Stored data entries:
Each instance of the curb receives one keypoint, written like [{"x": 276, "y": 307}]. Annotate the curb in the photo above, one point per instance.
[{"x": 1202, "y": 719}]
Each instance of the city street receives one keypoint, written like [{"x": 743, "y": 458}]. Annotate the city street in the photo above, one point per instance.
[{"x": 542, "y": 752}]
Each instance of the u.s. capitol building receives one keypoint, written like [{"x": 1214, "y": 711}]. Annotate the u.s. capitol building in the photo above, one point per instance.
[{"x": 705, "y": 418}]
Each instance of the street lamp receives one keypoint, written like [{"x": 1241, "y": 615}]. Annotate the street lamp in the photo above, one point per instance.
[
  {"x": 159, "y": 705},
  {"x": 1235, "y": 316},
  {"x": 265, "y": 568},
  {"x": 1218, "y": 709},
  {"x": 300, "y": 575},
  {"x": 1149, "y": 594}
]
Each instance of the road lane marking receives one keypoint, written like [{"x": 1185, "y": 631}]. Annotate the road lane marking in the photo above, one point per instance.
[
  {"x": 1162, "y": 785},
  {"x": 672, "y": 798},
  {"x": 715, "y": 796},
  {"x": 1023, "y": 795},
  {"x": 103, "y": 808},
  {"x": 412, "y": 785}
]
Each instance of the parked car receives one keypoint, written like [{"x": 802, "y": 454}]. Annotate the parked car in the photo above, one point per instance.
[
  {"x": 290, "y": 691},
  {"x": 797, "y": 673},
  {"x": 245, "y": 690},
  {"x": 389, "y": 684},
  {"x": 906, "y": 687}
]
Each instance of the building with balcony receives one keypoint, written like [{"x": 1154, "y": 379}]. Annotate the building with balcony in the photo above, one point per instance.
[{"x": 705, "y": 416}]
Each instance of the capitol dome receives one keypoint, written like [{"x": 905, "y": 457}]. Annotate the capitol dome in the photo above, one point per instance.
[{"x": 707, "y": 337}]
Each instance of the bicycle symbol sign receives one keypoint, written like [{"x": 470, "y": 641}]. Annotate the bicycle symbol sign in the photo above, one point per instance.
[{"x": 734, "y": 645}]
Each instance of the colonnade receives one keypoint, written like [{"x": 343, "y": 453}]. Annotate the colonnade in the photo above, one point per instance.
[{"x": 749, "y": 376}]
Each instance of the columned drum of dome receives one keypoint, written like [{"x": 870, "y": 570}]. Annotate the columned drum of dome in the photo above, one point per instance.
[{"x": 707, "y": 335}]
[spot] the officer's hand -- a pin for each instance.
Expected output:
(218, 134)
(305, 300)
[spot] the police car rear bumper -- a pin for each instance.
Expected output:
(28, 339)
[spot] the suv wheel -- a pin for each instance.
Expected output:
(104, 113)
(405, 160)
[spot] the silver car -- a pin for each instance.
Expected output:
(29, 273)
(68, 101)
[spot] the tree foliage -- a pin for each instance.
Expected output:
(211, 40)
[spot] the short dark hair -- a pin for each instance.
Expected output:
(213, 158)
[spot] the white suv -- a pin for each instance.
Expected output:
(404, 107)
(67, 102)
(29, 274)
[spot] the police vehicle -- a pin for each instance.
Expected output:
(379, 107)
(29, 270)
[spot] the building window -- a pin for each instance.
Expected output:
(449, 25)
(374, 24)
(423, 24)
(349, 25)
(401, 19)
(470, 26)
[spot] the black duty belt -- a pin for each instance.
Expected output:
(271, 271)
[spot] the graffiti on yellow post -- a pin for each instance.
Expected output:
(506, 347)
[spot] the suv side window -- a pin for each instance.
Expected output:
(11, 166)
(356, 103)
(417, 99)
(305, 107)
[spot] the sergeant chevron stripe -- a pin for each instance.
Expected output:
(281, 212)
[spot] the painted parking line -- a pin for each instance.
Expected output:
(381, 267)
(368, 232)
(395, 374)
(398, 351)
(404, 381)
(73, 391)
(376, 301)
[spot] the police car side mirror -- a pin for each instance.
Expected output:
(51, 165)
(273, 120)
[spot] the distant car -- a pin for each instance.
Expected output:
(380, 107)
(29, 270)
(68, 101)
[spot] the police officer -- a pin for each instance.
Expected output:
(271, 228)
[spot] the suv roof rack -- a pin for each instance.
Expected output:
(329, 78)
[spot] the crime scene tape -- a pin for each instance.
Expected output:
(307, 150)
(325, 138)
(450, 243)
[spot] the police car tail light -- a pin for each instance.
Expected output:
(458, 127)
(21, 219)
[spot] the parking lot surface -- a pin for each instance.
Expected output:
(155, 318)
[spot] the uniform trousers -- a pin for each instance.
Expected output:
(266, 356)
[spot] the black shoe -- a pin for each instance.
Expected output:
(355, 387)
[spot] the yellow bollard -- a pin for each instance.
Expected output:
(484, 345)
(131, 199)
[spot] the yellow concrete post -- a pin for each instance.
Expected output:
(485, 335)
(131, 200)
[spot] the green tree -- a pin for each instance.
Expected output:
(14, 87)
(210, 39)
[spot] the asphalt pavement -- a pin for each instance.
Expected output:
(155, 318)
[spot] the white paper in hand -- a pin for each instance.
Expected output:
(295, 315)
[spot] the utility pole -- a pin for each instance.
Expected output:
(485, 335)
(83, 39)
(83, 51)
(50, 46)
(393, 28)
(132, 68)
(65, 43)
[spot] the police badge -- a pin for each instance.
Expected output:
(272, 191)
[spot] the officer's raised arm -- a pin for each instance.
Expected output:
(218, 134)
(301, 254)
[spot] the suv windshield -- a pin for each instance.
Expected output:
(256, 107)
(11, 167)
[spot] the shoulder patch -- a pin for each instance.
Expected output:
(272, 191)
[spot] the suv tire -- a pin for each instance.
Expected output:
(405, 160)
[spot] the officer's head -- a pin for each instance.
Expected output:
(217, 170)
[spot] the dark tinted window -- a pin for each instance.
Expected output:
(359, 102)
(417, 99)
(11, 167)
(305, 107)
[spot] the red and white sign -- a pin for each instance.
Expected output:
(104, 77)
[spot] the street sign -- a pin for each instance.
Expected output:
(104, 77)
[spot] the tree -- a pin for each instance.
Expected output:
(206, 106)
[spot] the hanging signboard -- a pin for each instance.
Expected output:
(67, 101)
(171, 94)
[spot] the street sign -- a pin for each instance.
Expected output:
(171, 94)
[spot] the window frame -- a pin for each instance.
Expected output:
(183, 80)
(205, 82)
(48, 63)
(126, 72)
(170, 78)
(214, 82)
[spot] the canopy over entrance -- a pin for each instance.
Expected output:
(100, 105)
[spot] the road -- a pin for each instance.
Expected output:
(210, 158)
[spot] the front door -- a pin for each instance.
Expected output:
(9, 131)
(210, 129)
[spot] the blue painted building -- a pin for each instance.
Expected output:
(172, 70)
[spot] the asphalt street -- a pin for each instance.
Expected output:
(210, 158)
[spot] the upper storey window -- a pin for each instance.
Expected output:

## Activity
The answer should consist of the lines from the one with "[spot] the suv windshield" through the last line of the entries, duplicated exactly and nothing more.

## Finished task
[spot] the suv windshield -- a pin for each instance.
Expected output:
(256, 107)
(11, 167)
[spot] the shoulder patch -- a pin for each instance.
Expected output:
(272, 191)
[spot] the suv tire -- a pin for each instance.
Expected output:
(405, 160)
[spot] the officer's head -- a pin for each instance.
Expected output:
(217, 170)
[spot] the dark tinted window -- a pin for each instance.
Expected output:
(359, 102)
(417, 99)
(11, 167)
(305, 107)
[spot] the red and white sign -- a pin for each instance.
Expected output:
(104, 77)
[spot] the street sign -- a pin for each instance.
Expected output:
(104, 77)
[spot] the tree -- a pin for each instance.
Expected output:
(206, 106)
[spot] the hanging signboard -- a pin for each instance.
Expected output:
(67, 101)
(171, 94)
[spot] the street sign -- a pin for each instance.
Expected output:
(171, 94)
[spot] the window frame -- a pin for each instance.
Expected output:
(183, 80)
(205, 82)
(48, 63)
(126, 72)
(170, 78)
(214, 82)
[spot] the canopy over entrance -- a pin for each instance.
Expected output:
(100, 105)
[spot] the road -- a pin for each instance.
Expected output:
(210, 158)
[spot] the front door -- a pin for each instance.
Expected output:
(9, 131)
(210, 129)
[spot] the blue painted building -- a pin for each instance.
Expected output:
(172, 70)
[spot] the asphalt street -- a pin for each instance.
Expected output:
(210, 158)
[spot] the upper storey window -- a pin for each instance.
Expected output:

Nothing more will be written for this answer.